▶ _EXCERPTED TEXT_
• • • •
BACKGROUND & AIMS - It is not fully elucidated whether obesity enhances hepatocarcinogenesis in patients with chronic hepatitis C. The aim of this study was to investigate the relationship between body weight and risk of hepatocarcinogenesis in chronic hepatitis C patients.
METHODS - We enrolled 1431 patients with chronic hepatitis C who visited our liver clinic between 1994 and 2004, excluding those with hepatocellular carcinoma (HCC) at their visit or with a previous history of HCC. They were divided into 4 groups according to body mass index (BMI): underweight (< or =18.5 kg/m(2), N = 112); normal (18.5 to less than 25 kg/m(2), N = 1023); overweight (25 to less than 30 kg/m(2), N = 265); and obese (>30 kg/m(2), N = 31). We assessed the impact of obesity on the hepatocarcinogenesis adjusted by multivariate Cox proportional hazard regression with other risk factors found significant in univariate analysis.
• • • •
▶ _RECORDED DATA_
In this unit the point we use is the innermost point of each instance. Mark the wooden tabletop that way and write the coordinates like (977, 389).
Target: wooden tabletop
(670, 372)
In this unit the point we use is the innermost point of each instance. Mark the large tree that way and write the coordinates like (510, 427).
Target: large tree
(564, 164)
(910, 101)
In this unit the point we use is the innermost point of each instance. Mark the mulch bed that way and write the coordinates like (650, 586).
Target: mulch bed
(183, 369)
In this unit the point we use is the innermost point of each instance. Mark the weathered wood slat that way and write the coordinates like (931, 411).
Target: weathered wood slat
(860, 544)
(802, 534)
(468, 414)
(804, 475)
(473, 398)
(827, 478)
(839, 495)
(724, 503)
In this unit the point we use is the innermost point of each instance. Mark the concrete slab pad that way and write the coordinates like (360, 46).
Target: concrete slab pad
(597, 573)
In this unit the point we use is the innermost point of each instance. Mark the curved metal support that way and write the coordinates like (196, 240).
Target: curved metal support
• • • •
▶ _PROBLEM DESCRIPTION_
Condense the paragraph of the hepatitis C abstract that begins "METHODS - We enrolled" into a short bulleted list, keeping its main facts. The data shown here were taken from a separate source.

▶ _SOLUTION FOR THIS PROBLEM_
- 1431 patients with chronic hepatitis C who visited the liver clinic between 1994 and 2004 were enrolled.
- Patients with HCC at their visit or a previous history of HCC were excluded.
- Patients were grouped by BMI: underweight (≤18.5 kg/m², N = 112), normal (18.5 to <25 kg/m², N = 1023), overweight (25 to <30 kg/m², N = 265), and obese (>30 kg/m², N = 31).
- The impact of obesity on hepatocarcinogenesis was assessed with multivariate Cox proportional hazard regression, adjusted for other risk factors found significant in univariate analysis.